**** EXCERPT PROVIDED ****

Plastic has a central role in healthcare; Many plastic products are life-saving, among others, syringes and intravenous sets. Moreover, plastic packaging plays a crucial part in maintaining the sterility of products made for insertion into human bodies.

Plastic plays a vital contribution to patient safety, but, the use of plastic in the healthcare sector can be reduced.  As a result, ensuring that plastic, though a necessity, is handled and disposed of as best as possible, so as to reduce the environmental and human as best as possible (is a necessity?)

Hazardous chemicals in plastic

Plastic is found in different sorts and often has additives consisting of colours, stabilisers, and softeners. Many of these substances are toxic and can leak from products during usage, or demand special precautions during their production process.

Bisphenol A

Bisphenol A is an example of a harmful substance found in catheters, tubes, syringes, haemodialysis, contact lenses etc. Bisphenol A is currently suspected of being a hormone-disrupting substance and causing/contributing to lower levels of fertility among other things.

Read more about bisphenol A on


DEHP is another substance used, among other things, to soften PVC. DEHP is one of the known hormone disrupting phthalates that can cause damage to the reproductive system and also cause liver cancer. Denmark has, since 2009, had a strategy for phasing out and marking the phthalates that are known hormone disruptors. In Denmark, a comprehensive list of PVC free products has been drawn up for the healthcare sector.

**** DATA FOR REVIEW ****

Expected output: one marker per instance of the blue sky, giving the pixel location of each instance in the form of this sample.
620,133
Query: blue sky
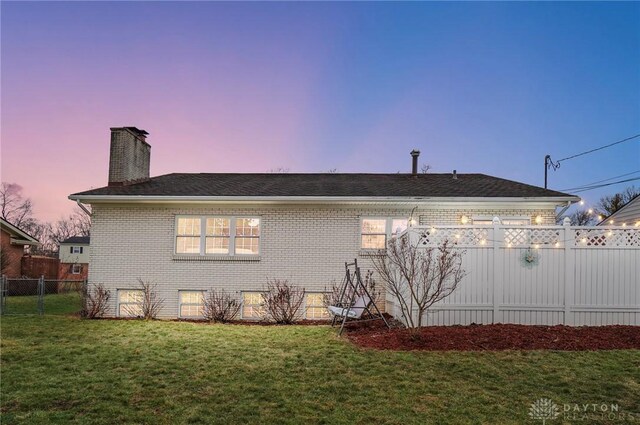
477,87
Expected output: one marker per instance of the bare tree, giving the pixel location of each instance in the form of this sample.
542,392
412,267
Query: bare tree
612,203
419,277
582,218
282,301
14,207
6,258
78,223
94,302
219,306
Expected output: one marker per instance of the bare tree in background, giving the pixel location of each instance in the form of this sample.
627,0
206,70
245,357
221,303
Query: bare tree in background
418,277
611,203
14,207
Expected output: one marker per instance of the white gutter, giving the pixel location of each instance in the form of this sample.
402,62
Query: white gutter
560,200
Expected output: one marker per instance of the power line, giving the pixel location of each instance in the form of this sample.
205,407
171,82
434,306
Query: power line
601,181
605,184
600,148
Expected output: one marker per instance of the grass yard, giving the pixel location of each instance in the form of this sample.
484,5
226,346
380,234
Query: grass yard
60,369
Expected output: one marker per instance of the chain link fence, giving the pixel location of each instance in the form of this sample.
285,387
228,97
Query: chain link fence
28,296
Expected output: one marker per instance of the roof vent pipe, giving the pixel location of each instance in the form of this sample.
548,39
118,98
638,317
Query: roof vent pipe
414,164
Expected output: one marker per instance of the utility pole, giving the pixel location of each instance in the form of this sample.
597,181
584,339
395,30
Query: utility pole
547,159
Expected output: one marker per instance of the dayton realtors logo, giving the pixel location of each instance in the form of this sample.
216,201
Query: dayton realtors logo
545,410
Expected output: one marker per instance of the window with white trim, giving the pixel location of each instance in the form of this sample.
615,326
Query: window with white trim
191,304
217,235
314,306
252,305
376,231
130,302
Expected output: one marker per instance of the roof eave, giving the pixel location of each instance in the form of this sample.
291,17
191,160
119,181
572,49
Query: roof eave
314,199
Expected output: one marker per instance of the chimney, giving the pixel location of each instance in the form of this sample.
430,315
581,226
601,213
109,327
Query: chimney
414,164
129,156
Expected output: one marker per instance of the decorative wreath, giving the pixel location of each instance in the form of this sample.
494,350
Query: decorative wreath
530,258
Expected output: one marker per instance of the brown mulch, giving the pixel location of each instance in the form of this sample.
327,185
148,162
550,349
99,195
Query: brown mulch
498,337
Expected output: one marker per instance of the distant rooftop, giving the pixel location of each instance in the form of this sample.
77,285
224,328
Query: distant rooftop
82,240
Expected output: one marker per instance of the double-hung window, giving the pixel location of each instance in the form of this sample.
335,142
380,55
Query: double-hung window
212,235
376,231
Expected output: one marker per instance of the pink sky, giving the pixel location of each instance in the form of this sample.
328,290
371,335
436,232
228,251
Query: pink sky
248,87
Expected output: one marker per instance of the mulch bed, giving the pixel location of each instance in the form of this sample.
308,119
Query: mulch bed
498,337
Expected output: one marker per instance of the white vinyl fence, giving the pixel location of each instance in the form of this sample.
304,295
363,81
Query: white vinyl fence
541,275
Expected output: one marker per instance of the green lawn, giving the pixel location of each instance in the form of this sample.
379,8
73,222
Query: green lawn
60,369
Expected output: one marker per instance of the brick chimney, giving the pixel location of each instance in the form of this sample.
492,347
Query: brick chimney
129,156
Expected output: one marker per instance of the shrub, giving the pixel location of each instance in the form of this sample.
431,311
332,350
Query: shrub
94,302
220,306
282,301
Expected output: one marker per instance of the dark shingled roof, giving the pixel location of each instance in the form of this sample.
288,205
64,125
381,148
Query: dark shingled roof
77,239
328,184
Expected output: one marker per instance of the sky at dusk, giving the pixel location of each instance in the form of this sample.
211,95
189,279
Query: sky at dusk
249,87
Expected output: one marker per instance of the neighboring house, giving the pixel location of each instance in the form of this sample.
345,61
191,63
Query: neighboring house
189,233
628,215
14,243
74,258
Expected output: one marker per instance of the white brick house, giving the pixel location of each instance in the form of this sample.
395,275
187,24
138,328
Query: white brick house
192,232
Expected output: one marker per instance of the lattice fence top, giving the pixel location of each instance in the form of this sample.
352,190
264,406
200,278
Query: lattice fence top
607,237
467,236
518,237
528,236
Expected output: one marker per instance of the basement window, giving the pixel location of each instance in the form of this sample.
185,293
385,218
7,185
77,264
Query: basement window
252,305
191,304
226,236
376,231
130,302
314,306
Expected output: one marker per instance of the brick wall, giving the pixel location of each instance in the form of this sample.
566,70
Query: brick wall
306,245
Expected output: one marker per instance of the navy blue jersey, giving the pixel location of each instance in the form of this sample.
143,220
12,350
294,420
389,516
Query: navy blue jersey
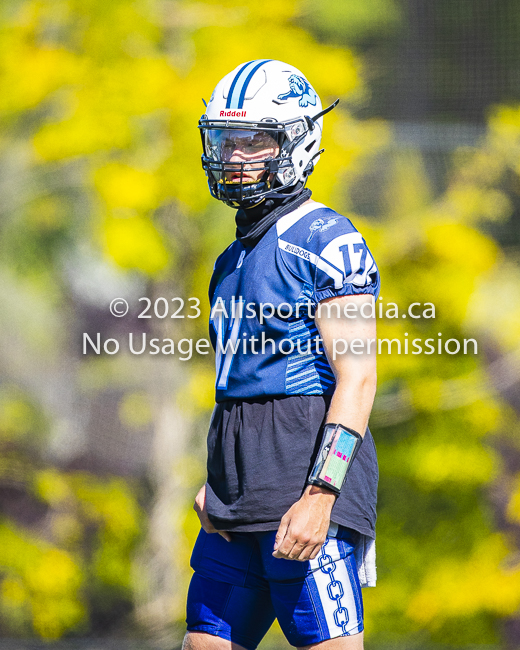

****

# PARTS OF THE EXERCISE:
- 1) From the passage on plastic in healthcare, reproduce everything from "Bisphenol A is an" down to "the healthcare sector.".
- 2) According to the passage on plastic in healthcare, since what year has Denmark had a strategy for phasing out and marking the phthalates known to be hormone disruptors?
- 3) Pick up the passage on plastic in healthcare after its final sentence and continue it.

# ANSWERS BELOW:
- 1)
Bisphenol A is an example of a harmful substance found in catheters, tubes, syringes, haemodialysis, contact lenses etc. Bisphenol A is currently suspected of being a hormone-disrupting substance and causing/contributing to lower levels of fertility among other things.

Read more about bisphenol A on


DEHP is another substance used, among other things, to soften PVC. DEHP is one of the known hormone disrupting phthalates that can cause damage to the reproductive system and also cause liver cancer. Denmark has, since 2009, had a strategy for phasing out and marking the phthalates that are known hormone disruptors. In Denmark, a comprehensive list of PVC free products has been drawn up for the healthcare sector.

- 2) Since 2009.

- 3)
Read more about PVC on

That the equipment in use in hospitals has a lasting effect on patient’s health can be seen in a study from Germany that showed that the incidence of liver problems among new-borns (cholestasis) fell from 50 % to 13 %, when PVC-infusion sets for intravenous feeding were replaced with PVC-free infusion sets

Read about the German study

Disposal of plastic

The vast majority of plastic packaging waste in Denmark, including daily waste from hospitals, is disposed of by incineration. Resulting energy derived from the process is used for electricity and heat. Smoke is rinsed to remove an array of harmful substances, but there is a rather significant amount of CO2 that is released during the incineration of these fossil plastics. In Denmark, about 20% (or 0,5 million tons) of the incinerated waste is turned into slag and other forms of residual products. The most hazardous of these, containing dioxin and heavy metals, are deposited in mountain pits in and around the Oslo inlets.

Read more about the residual products from incineration of plastics on

What you can do

Increased recycling of plastic is gaining attention as a part of the solution to the plastic crisis. Unfortunately, we cannot recycle our way out of this crisis. Globally, only about nine % of all plastic is recycled and many plastic products and plastic packaging cannot be recycled for technical or commercial reasons.

Read more about the use and reuse of plastic on

What you can do in the clinic:

  • Reduce use where possible
  • Remove unnecessary products
  • Reduce waste, for example when unpacking
  • Strengthen recycling through good sorting practice
  • Inquire about recyclable products and recyclable packaging
  • Avoid products and packaging containing PVC and styren
  • Avoid products containing laminates (different types of plastic)
  • Avoid packaging made up of a combination of several types of materials (ex. paper and plastic)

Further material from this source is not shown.